TASK TO COMPLETE. Search the records for the word "dome" and copy every line in which it occurs.

--- DATA FOR THIS TASK ---

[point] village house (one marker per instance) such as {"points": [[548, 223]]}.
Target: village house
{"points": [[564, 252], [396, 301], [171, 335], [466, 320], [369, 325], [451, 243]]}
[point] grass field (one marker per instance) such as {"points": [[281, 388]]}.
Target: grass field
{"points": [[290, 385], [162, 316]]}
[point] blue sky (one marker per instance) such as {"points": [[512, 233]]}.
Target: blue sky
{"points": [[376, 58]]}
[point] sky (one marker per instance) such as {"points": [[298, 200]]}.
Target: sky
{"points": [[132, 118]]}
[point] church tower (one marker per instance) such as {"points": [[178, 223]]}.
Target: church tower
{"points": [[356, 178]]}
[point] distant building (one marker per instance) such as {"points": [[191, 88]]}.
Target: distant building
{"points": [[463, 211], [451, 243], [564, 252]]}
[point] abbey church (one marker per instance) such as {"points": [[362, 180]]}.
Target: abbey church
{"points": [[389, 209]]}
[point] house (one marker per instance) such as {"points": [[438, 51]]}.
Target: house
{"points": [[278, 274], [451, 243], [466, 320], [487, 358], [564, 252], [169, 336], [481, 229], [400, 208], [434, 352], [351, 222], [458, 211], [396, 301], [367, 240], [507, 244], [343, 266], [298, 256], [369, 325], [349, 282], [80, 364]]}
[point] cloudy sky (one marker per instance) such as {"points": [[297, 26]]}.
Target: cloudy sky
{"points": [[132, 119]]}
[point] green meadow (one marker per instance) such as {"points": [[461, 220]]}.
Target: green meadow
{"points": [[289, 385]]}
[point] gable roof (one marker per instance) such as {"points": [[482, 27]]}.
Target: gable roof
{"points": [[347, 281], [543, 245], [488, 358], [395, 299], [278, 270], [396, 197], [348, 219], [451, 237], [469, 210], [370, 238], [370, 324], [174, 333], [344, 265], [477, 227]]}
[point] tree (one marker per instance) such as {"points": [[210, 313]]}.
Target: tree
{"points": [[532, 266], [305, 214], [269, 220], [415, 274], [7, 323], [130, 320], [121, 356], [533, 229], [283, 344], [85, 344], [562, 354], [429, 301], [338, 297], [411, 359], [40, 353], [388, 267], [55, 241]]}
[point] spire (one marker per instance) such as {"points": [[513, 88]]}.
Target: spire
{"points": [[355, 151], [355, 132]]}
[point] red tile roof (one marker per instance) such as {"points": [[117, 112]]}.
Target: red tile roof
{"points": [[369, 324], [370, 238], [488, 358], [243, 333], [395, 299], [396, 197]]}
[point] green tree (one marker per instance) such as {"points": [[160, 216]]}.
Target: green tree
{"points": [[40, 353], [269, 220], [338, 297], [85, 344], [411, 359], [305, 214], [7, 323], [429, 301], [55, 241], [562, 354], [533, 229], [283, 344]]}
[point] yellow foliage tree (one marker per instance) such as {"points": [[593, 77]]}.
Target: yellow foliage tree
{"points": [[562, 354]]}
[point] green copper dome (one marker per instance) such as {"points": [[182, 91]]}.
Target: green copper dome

---

OUTPUT FOR THIS EXERCISE.
[point] green copper dome (one marker per instance) such as {"points": [[182, 91]]}.
Target: green copper dome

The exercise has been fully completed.